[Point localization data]
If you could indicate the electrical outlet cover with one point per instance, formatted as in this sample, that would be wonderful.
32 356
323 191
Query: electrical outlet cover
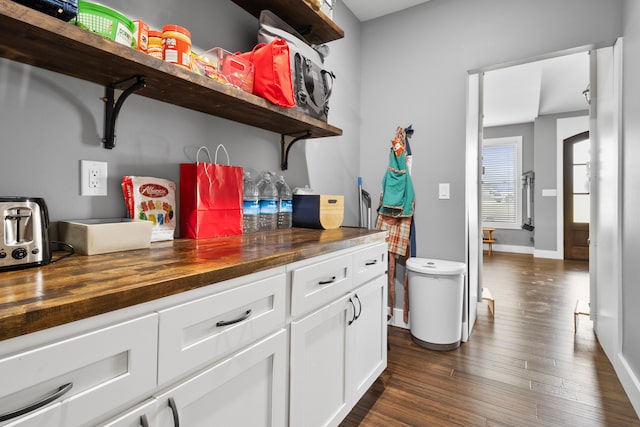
93 178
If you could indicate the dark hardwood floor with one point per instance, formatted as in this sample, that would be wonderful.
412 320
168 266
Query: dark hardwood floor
525 367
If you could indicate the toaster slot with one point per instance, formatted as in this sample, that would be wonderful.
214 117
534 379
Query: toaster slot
18 225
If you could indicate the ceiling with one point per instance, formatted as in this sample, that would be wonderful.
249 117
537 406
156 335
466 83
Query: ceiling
515 94
371 9
521 93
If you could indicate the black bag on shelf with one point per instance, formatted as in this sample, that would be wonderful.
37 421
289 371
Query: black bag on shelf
312 83
65 10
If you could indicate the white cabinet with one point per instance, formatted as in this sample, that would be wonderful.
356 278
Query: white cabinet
217 355
319 363
196 333
246 389
92 373
368 337
340 349
319 282
142 415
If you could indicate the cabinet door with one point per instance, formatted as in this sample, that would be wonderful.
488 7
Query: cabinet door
369 336
142 415
102 369
319 388
195 334
246 389
317 284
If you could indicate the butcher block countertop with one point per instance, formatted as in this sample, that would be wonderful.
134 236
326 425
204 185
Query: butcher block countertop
80 286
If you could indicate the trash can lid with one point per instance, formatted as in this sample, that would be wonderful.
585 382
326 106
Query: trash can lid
435 266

== About this task ==
Would you return, unchanged, the lines from the one containing "Query: butcher block countertop" through the end of the entries?

== Exercise answer ==
Query: butcher block countertop
80 286
If you could indicate the trash can lid with one point per instance, formatted as in this sample, that would be wonderful.
585 382
326 106
Query: trash can lid
435 266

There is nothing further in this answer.